** START OF Information provided **
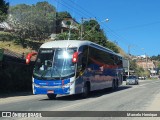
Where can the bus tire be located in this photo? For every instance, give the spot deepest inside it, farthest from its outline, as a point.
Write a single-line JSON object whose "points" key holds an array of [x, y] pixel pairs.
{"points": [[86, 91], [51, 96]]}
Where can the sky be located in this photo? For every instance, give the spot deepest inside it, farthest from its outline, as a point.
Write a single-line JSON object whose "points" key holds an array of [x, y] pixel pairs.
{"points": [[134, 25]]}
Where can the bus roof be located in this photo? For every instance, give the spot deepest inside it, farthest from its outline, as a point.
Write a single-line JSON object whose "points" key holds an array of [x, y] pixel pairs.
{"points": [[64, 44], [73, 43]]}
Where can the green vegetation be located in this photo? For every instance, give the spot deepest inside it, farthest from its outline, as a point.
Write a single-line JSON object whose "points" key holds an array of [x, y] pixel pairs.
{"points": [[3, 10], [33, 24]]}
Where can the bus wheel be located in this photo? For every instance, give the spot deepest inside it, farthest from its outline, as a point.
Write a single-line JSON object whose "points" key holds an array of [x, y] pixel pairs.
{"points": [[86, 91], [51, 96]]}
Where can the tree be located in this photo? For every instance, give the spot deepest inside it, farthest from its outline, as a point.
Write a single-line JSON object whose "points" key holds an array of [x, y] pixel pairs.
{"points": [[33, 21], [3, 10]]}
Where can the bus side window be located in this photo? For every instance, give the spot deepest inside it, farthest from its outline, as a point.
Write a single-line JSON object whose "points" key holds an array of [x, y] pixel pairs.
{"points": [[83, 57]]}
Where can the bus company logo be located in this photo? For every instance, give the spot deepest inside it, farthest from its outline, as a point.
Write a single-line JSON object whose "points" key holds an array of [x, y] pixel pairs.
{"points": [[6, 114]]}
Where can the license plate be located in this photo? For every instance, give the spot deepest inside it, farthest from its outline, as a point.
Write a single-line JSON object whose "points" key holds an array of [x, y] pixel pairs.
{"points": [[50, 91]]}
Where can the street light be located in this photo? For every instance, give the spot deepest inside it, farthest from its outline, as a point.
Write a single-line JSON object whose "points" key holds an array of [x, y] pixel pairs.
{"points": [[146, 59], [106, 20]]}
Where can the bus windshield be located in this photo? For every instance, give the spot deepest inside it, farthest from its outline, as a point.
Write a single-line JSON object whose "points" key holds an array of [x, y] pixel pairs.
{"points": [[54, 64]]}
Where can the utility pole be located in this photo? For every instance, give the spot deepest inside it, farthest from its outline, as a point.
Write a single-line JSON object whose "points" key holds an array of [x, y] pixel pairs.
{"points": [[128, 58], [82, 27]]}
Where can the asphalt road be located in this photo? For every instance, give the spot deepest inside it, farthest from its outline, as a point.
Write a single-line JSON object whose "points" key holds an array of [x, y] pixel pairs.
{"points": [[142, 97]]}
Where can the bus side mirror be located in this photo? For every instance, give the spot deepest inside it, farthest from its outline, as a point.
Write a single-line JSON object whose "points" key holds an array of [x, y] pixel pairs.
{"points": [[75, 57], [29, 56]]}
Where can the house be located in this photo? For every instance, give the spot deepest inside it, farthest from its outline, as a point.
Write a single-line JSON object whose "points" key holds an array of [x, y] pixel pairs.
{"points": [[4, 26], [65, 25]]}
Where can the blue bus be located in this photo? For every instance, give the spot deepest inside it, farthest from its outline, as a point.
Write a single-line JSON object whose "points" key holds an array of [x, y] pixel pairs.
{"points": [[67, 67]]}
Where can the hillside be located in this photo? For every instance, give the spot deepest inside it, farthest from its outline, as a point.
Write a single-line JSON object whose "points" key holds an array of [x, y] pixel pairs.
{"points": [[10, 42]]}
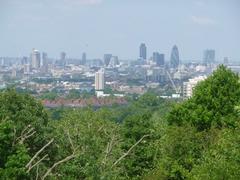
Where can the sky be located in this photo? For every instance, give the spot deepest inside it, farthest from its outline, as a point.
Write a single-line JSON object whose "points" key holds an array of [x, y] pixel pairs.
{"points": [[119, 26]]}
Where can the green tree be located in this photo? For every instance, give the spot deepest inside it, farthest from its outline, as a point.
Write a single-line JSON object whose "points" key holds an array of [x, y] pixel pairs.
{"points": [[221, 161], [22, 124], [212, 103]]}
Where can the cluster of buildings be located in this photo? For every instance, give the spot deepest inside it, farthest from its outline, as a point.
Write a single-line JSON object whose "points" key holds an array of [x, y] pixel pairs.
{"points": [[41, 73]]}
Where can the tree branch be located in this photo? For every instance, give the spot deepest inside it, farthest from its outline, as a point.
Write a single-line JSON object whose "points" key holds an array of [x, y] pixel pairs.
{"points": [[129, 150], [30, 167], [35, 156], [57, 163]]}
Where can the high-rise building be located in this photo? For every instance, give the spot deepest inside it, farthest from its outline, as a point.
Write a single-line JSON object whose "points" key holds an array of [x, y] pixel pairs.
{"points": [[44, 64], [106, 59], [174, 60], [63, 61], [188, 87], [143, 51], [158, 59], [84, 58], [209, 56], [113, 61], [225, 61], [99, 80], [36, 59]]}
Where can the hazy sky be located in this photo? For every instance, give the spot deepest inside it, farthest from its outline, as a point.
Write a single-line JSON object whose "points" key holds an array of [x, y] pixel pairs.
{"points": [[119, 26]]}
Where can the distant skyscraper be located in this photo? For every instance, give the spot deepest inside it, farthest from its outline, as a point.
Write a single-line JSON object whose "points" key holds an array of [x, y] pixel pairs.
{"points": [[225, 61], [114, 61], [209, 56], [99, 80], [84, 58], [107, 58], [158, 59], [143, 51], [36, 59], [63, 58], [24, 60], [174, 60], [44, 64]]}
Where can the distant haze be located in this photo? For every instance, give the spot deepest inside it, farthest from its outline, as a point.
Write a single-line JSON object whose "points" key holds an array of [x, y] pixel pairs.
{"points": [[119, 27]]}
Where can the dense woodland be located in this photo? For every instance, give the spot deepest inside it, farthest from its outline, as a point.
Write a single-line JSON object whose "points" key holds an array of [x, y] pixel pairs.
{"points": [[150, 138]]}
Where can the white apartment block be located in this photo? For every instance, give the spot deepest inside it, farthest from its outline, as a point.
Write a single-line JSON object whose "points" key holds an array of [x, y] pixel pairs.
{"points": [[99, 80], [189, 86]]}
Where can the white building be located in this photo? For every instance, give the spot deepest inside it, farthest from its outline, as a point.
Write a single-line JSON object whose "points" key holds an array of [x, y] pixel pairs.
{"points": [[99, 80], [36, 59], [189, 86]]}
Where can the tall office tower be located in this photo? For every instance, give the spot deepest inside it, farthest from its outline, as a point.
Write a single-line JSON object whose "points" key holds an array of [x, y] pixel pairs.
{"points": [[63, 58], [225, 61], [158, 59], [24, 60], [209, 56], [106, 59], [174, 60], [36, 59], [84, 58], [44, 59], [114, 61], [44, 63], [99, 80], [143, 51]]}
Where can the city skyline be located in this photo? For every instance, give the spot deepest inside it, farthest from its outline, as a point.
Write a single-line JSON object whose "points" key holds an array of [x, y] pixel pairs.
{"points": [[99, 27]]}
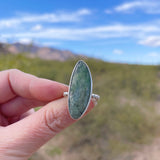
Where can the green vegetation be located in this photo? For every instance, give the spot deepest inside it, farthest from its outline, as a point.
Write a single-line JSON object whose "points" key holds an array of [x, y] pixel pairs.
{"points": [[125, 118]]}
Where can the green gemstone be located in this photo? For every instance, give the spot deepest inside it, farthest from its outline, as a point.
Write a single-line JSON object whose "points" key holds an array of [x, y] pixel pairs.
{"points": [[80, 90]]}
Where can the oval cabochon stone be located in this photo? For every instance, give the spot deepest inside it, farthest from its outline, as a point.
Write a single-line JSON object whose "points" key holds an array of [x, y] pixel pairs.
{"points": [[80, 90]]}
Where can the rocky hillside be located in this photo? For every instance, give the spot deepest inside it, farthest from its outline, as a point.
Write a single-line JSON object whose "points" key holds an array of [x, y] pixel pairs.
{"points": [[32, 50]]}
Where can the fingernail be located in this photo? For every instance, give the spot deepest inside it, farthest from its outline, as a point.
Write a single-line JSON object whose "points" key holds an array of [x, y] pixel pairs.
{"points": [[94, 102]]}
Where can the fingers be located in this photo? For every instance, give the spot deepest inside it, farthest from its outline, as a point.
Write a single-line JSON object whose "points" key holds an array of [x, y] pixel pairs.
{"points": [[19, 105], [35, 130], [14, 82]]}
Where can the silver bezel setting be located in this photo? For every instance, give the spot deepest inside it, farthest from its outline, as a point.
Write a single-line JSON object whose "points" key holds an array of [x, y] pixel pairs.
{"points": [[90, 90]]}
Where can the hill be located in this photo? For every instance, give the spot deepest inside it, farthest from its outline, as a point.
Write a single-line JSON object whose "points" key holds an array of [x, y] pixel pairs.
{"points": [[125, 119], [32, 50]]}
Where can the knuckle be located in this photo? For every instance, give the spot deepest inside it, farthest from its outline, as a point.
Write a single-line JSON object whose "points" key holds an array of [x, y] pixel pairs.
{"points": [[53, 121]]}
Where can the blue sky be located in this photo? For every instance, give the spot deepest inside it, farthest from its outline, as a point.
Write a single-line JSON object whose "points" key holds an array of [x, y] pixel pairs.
** END OF Information provided **
▶ **Set problem**:
Output the lines from the one containing "Where can the blue sky" through the end of the records, both included, as a JSON list of strings with one string per line and blank lines omitted.

▶ **Right answer**:
[
  "Where can the blue sky be located in this photo? For every instance, give the spot deepest inside it, farthest from its outline, as a point.",
  "Write a single-line JSON object whose \"points\" key holds an array of [x, y] pixel pairs."
]